◆ ZIEL 1:
Beantworte anhand des Textes über Averroes diese Fragen:
(a) Welche beiden Denker meint Averroes mit „die Philosophen des Islam“?
(b) Was bezeichnet das Wort milla im Unterschied zu Islām?
(c) Welchen Nebenton hat das Partizip mutafalsif laut dem Text?

◆ AUSGANGSTEXT:
____________________

Averroes erwähnt dann und wann Denker, die er als „die Philosophen des Islam“ bezeichnet. Damit meint er al-Fārābī und Avicenna.49 Er nennt sie „die Neueren unter den Philosophen“ (falāsifa) oder „unter den Weisen“ (ḥukamāʾ) des Islam.50 Ferner bemerkt er, dass die Lehre, nach der die Formen von einem „Formengeber“ (wāhib as-ṣuwar, dator formarum) herrühren, sich bei den Alten nicht findet, dagegen nur bei gewissen Philosophen des Islam, wobei er ausdrücklich auf Avicenna verweist.51 Für Averroes besteht die Geschichte der Philosophie aus zwei Teilen: Nach den Alten, das heißt vor allem nach Aristoteles und seinem Meister Piaton, sind die Moslems gekommen. So scheint es, dass für ihn „Islam“ vor allem eine chronologische Bedeutung hatte. Das Wort soll den zweiten Höhepunkt der Philosophie bezeichnen, nach den alten Griechen. An eine Pflege der Philosophie bei Juden und Christen hat er wohl nie gedacht. In seiner Widerlegung von Ġazālī spricht Averroes von „Avicenna und den übrigen unter denjenigen, die sich zum Islam bekennen“ noch einmal, um sie von den wahren Lehren der Alten zu unterscheiden. Sein Gegner Ġazālī habe sich einen großen Ruf erworben „in der Nation (umma) des Islam“.52

In einem besonders lehrreichen Abschnitt betont Averroes die religiöse Zugehörigkeit gewisser Denker. Dort spricht er von den „Anhängern des Kalāms (mutakallimūn) unter den Menschen unserer religiösen Gemeinde (milla) und in der religiösen Gemeinde der Christen“; etwas weiter unten spricht er von „denjenigen, die unter den Männern unserer religiösen Gemeinde Philosophie treiben“ (mutafalsifūn)53 Hier hat das Partizip mutafalsif, wie des Öfteren, einen verschlechternden Nebenton, wie „Amateurphilosoph“. Das Wort milla, im Unterschied zu Islām, bezeichnet eine religiöse Gemeinde als solche. Man erhält den Eindruck, dass nur eingeschworene Feinde der Philosophie oder unzuständige Pfuscher sich auf Grund ihrer religiösen Zugehörigkeit charakterisieren lassen.

____________________

(Zeilen aus einem Zeige-Datensatz)

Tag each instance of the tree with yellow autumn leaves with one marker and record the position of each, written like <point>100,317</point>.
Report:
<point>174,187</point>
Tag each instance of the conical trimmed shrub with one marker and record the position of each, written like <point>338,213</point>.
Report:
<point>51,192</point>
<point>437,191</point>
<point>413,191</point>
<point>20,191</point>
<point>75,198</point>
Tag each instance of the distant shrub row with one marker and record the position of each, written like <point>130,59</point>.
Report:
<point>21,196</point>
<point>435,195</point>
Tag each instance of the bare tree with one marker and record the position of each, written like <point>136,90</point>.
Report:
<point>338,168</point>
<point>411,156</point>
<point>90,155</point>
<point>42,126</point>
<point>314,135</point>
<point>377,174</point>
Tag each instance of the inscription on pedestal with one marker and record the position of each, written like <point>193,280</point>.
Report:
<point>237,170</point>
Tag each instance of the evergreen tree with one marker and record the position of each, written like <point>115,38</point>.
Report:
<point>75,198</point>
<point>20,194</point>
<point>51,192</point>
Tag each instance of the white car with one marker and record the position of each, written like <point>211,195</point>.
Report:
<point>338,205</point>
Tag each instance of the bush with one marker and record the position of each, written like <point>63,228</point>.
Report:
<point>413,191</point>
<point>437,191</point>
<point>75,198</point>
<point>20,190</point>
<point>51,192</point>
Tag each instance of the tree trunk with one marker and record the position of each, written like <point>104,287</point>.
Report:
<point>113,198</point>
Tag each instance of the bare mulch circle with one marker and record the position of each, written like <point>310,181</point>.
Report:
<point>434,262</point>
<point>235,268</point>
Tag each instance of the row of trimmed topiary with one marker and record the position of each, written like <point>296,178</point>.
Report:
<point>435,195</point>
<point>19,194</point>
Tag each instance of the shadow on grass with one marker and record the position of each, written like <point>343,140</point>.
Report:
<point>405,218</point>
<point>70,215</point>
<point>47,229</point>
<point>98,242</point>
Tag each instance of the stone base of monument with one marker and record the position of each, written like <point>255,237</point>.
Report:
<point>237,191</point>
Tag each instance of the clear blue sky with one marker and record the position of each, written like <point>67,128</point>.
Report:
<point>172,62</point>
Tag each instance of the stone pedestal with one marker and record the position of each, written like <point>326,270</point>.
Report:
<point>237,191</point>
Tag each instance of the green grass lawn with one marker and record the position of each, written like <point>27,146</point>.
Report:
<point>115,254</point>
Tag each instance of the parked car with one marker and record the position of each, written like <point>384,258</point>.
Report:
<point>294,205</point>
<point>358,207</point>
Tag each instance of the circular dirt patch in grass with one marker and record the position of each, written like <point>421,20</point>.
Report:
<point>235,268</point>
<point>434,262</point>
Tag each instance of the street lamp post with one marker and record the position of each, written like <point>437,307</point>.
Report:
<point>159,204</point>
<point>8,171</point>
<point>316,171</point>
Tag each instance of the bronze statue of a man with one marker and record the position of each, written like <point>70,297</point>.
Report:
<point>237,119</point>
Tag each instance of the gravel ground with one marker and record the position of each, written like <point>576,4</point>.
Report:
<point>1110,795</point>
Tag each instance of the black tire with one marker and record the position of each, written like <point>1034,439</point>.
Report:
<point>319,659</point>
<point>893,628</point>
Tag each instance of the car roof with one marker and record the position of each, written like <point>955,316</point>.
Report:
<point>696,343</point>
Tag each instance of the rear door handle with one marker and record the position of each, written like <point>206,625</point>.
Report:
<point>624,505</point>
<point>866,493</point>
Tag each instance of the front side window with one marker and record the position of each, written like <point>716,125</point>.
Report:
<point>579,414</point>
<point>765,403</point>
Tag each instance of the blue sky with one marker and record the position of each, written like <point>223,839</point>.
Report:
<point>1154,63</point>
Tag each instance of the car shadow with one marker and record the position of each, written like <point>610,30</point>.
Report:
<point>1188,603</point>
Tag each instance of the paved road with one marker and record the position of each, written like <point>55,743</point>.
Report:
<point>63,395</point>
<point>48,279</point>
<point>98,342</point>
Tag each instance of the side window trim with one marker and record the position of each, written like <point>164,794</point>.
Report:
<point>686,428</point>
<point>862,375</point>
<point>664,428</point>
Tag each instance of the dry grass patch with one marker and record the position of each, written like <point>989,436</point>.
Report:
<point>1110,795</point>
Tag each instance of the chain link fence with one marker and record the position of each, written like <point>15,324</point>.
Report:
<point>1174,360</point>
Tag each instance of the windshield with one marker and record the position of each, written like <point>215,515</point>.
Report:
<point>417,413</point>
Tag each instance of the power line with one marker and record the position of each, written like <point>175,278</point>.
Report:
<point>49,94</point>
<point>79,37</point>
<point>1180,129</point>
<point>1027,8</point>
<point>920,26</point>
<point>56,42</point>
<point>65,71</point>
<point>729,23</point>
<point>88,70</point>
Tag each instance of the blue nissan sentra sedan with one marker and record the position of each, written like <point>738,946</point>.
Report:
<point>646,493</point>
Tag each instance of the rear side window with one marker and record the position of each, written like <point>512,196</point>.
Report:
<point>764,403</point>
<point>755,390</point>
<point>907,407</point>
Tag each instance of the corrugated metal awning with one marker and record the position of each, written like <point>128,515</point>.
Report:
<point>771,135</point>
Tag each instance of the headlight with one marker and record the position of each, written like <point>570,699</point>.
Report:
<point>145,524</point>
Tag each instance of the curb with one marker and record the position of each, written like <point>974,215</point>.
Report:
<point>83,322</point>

____________________

◆ ZIEL 2:
Gib aus den Zeilen des Datensatzes die Zeilen von der Zeile mit „Tag each instance of the dry“ bis einschließlich der Zeile mit „<point>1174,360</point>“ unverändert wieder.

◆ RICHTIGE ANTWORT 1:
(a) Al-Fārābī und Avicenna.
(b) Eine religiöse Gemeinde als solche.
(c) Einen verschlechternden Nebenton, wie „Amateurphilosoph“.

◆ RICHTIGE ANTWORT 2:
Tag each instance of the dry grass patch with one marker and record the position of each, written like <point>989,436</point>.
Report:
<point>1110,795</point>
Tag each instance of the chain link fence with one marker and record the position of each, written like <point>15,324</point>.
Report:
<point>1174,360</point>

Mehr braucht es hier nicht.